*** Begin section ***

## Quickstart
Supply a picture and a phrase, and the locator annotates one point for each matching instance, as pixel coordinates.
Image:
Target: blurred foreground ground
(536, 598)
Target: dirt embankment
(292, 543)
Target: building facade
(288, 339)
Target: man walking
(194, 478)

*** End section ***

Reproduce, with both ends included, the lines from the one holding "Target: blurred foreground ground" to the end of the records above.

• [Task solution]
Target: blurred foreground ground
(536, 598)
Target: dirt embankment
(292, 543)
Target: building facade
(288, 339)
Target: man walking
(194, 478)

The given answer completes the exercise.